> **GIVEN PROBLEM**: Repeat exactly the lines from the one containing "jacket in this photo." through the last line of the records below, both included, and nothing else.

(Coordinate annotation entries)
— BEGIN —

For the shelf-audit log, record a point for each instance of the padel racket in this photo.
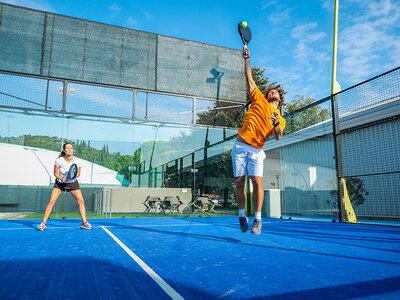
(244, 32)
(73, 171)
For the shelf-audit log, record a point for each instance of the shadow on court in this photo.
(82, 278)
(365, 289)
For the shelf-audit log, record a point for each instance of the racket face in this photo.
(73, 171)
(245, 33)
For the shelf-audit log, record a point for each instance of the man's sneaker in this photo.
(41, 227)
(244, 224)
(86, 225)
(256, 229)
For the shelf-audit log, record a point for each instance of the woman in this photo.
(61, 168)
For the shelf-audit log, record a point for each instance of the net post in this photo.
(338, 155)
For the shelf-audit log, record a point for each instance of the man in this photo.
(262, 120)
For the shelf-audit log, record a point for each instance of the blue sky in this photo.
(292, 40)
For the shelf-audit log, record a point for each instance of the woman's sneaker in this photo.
(86, 225)
(41, 227)
(256, 229)
(244, 224)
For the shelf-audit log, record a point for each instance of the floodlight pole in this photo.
(335, 87)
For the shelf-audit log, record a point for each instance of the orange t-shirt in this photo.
(256, 125)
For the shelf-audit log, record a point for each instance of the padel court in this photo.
(198, 258)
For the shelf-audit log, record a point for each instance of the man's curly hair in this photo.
(279, 89)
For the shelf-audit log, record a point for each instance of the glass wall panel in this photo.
(23, 92)
(308, 178)
(101, 101)
(164, 108)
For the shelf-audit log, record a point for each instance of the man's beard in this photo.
(273, 99)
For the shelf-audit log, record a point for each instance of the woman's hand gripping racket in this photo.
(244, 32)
(73, 172)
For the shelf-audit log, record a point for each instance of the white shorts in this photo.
(247, 160)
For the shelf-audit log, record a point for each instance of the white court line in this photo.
(165, 286)
(128, 226)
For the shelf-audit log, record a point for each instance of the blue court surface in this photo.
(198, 258)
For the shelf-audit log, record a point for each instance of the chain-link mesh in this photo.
(46, 44)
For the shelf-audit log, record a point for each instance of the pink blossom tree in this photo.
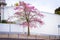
(29, 15)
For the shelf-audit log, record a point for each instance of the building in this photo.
(2, 4)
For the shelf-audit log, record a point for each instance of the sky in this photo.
(42, 5)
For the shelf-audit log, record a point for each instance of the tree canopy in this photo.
(57, 11)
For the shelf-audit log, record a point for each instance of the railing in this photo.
(8, 32)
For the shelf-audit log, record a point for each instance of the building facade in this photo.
(2, 4)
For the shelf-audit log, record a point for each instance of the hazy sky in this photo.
(42, 5)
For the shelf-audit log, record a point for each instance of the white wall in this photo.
(50, 27)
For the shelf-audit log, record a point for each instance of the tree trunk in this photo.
(28, 30)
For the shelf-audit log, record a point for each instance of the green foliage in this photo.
(57, 11)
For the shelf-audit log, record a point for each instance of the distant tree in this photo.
(28, 14)
(57, 11)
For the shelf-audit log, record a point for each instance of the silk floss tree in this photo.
(28, 14)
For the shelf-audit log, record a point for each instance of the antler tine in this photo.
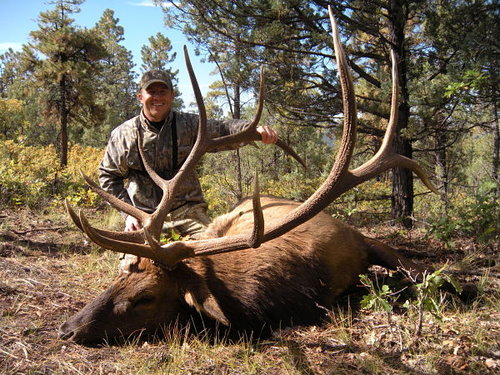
(114, 201)
(258, 217)
(135, 236)
(169, 186)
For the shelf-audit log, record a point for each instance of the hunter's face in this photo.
(156, 101)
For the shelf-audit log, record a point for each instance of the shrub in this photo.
(31, 175)
(476, 216)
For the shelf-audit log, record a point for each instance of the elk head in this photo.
(159, 287)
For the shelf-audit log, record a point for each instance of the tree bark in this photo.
(402, 181)
(63, 119)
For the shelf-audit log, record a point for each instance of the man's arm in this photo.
(113, 171)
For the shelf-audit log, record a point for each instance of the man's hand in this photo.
(131, 223)
(268, 134)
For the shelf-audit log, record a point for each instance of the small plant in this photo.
(428, 296)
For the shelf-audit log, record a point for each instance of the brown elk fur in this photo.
(285, 281)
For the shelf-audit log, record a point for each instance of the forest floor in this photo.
(48, 271)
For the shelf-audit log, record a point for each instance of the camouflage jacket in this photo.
(121, 171)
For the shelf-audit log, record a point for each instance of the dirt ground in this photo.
(48, 271)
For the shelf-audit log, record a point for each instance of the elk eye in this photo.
(144, 300)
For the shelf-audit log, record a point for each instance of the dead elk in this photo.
(245, 274)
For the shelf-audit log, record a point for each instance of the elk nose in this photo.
(64, 333)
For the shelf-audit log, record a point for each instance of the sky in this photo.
(139, 18)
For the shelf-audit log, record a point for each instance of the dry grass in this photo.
(47, 275)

— END —

> **CORRECT RESULT**:
For the shelf-audit log, record a point for each instance of the camouflage jacket in this photo.
(121, 171)
For the shelf-audit log, record a point for each instance of the dirt ground in this photo.
(48, 271)
For the shelf-audit log, record a point for each instance of the elk eye in this photo.
(144, 300)
For the shelf-audit log, record a point for each instance of the dead elk in this photo.
(245, 274)
For the shelf-audit log, record a point for each instance of the elk nose in this photo.
(64, 333)
For the shelf-audit log, record a point for each instance of the sky in this photo.
(139, 18)
For the shelf-audit log, record a point for each instance of the dry grass in this photo.
(47, 275)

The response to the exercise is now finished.